**SELECTED EXCERPT:**
------------------------

For example here I am using a sample frequency of 6000 Hz and 8 bits to quantize one sample. Then there are 48000 Bits per second so my phase modulation carrier wave need to be 48000 Hz right. So as expected in the frequency domain representation diagram there is 48000 Hz line with highest amplitude. But why there are other frequency lines that are multiples of 6000 Hz in that diagram?

enter image description here

This is MATLAB code I used to generate above diagram.

%Recording
qbits = 8; %number of bits used to sample one
Fs = 6000; %Sampling f
recObj = audiorecorder(Fs, qbits, 1);
disp("Start speaking");
recordblocking(recObj, 5); %Stops recording after 5s
disp("End of Recording")

------------------------

**RECORD EXTRACTS:**
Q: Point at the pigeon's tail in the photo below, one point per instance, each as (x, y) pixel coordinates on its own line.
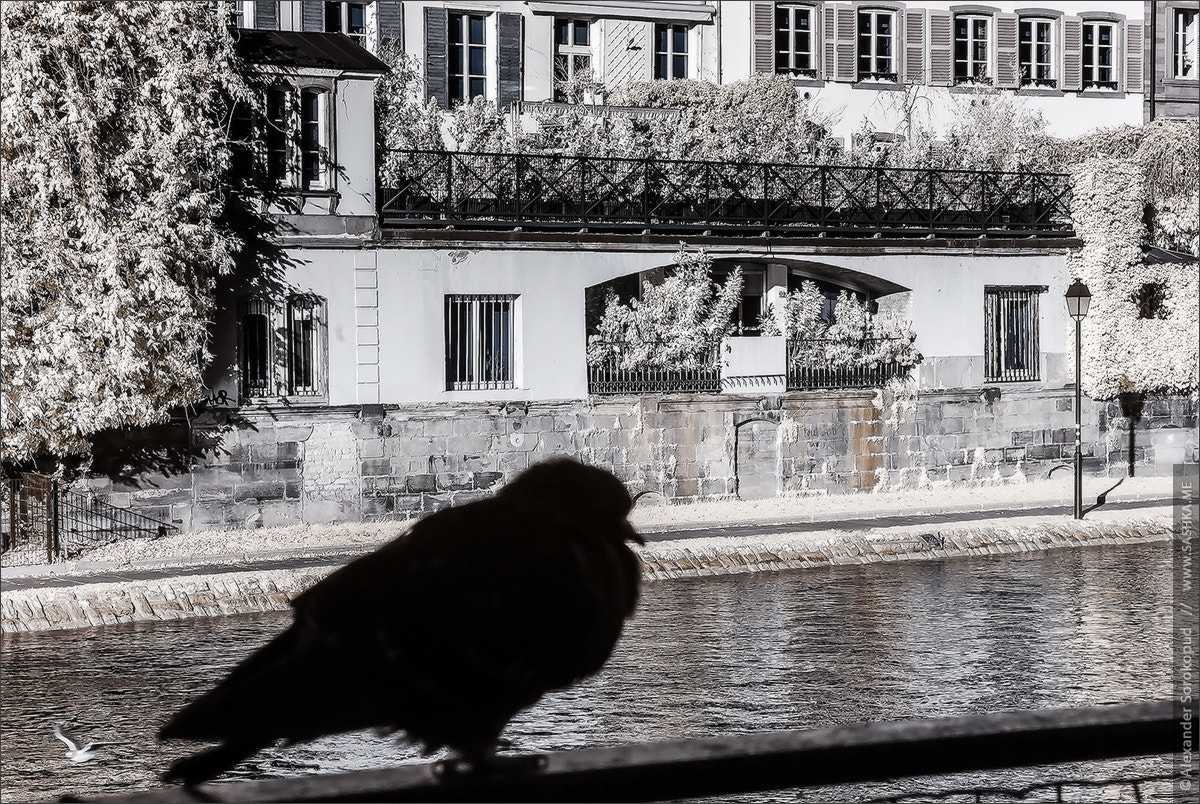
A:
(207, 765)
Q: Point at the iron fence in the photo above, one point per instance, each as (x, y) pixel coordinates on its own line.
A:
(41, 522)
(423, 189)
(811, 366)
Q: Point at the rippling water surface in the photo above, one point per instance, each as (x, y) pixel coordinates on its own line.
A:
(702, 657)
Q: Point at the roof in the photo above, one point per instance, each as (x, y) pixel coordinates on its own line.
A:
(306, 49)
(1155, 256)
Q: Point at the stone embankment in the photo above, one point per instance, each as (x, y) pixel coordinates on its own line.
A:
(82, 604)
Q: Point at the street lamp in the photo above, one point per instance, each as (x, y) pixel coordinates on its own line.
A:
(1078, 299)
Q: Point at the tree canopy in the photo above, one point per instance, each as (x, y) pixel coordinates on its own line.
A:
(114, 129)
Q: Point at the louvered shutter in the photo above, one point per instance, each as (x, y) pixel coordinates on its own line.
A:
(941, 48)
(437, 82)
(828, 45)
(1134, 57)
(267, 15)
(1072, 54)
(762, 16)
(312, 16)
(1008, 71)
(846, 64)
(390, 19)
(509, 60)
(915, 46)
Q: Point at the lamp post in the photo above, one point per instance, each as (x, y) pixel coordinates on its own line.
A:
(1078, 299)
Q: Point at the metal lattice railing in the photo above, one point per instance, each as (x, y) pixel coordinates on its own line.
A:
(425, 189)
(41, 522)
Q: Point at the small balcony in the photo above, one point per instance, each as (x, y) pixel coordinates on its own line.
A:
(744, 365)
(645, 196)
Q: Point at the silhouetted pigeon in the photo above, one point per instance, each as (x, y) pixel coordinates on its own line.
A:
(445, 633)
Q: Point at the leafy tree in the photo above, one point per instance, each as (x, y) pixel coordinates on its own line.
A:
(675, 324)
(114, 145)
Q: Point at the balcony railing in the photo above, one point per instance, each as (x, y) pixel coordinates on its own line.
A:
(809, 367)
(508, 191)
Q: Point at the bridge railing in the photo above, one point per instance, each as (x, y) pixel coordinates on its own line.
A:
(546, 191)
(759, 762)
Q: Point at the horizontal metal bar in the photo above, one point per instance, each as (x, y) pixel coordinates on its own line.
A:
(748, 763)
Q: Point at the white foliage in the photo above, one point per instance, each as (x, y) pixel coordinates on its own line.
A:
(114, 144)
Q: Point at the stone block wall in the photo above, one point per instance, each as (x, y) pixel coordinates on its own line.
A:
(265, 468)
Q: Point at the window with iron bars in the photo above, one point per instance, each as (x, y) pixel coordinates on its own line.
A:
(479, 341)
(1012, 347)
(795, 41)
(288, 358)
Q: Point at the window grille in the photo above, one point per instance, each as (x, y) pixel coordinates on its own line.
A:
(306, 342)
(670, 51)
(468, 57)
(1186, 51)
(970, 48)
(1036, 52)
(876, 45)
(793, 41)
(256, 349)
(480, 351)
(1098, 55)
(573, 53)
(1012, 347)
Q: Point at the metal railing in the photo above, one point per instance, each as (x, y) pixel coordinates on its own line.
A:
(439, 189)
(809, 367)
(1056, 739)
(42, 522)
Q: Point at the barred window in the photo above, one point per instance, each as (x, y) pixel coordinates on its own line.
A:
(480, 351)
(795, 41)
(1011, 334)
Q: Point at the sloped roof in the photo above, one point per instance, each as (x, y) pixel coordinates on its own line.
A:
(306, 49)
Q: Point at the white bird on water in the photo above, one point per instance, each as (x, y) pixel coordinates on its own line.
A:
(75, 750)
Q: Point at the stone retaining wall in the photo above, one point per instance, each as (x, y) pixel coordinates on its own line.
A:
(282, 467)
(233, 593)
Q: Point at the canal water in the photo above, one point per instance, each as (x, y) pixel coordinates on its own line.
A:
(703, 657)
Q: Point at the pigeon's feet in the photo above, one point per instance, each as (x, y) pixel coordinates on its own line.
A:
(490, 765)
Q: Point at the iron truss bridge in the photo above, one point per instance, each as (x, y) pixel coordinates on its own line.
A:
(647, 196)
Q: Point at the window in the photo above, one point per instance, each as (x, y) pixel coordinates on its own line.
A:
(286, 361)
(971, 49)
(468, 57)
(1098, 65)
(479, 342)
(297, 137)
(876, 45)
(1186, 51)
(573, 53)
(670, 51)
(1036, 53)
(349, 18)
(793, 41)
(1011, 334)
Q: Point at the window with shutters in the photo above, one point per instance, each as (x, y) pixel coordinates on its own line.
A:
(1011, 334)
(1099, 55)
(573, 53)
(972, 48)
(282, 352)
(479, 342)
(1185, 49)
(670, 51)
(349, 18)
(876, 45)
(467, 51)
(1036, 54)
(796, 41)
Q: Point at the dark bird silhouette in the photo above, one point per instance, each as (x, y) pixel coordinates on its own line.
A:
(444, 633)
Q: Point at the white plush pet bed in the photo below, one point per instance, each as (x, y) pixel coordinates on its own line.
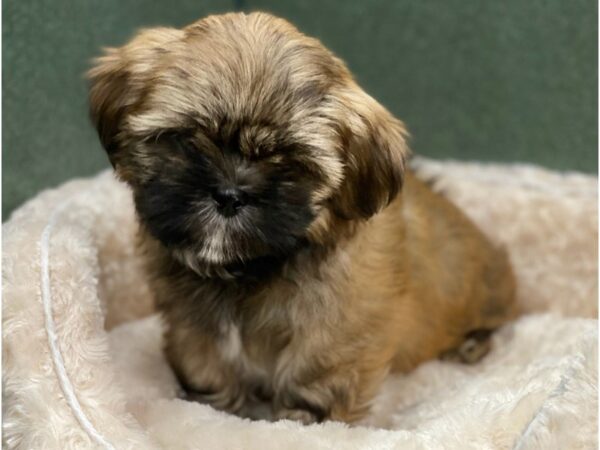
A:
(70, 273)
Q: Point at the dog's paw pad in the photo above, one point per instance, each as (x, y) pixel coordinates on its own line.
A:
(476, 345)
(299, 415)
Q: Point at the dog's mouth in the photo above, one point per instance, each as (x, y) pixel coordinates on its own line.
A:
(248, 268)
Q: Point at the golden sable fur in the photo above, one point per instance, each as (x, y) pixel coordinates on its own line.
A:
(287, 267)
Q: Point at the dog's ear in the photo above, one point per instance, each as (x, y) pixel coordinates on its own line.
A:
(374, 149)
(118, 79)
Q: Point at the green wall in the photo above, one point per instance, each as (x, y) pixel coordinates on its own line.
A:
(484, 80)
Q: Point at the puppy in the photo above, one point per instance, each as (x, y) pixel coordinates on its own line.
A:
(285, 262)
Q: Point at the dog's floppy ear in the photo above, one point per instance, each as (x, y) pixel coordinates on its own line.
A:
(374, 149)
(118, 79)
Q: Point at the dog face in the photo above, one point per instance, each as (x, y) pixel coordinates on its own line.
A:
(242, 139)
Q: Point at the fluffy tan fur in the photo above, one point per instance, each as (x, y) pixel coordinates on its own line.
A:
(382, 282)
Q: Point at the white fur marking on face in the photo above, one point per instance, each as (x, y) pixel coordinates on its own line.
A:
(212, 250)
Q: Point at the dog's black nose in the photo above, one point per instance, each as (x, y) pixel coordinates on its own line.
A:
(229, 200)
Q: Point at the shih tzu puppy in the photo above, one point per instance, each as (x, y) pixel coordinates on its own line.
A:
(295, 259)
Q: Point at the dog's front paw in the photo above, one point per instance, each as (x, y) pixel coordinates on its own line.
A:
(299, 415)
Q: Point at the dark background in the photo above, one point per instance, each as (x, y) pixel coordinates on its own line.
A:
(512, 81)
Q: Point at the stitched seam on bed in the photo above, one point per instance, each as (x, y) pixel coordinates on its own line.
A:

------------------------

**REQUIREMENT 1:**
Transcribe the stretch of the phase modulation post from "For example here" through "in that diagram?".
**REQUIREMENT 2:**
Repeat word for word the stretch of the records from the line containing "Q: Point at the dog's black" through the end of the records.

**WRITTEN SOLUTION 1:**
For example here I am using a sample frequency of 6000 Hz and 8 bits to quantize one sample. Then there are 48000 Bits per second so my phase modulation carrier wave need to be 48000 Hz right. So as expected in the frequency domain representation diagram there is 48000 Hz line with highest amplitude. But why there are other frequency lines that are multiples of 6000 Hz in that diagram?

**WRITTEN SOLUTION 2:**
Q: Point at the dog's black nose in the photo above, one point per instance, each as (x, y) pixel coordinates on its own line.
A:
(229, 200)
Q: Point at the shih tzu puppy in the photo above, one point per instance, each as (x, y) pixel coordinates on its own line.
A:
(295, 259)
Q: Point at the dog's front paw in the photo above, one point per instance, each as (x, y) pixel coordinates on its own line.
A:
(299, 415)
Q: Point at the dark background in the photo above, one point per instance, each as (x, y) pixel coordinates on its own line.
A:
(512, 81)
Q: Point at the stitched seam on bed in the photo above, one point per instance, each as (x, y) pixel coordinates on its own line.
A:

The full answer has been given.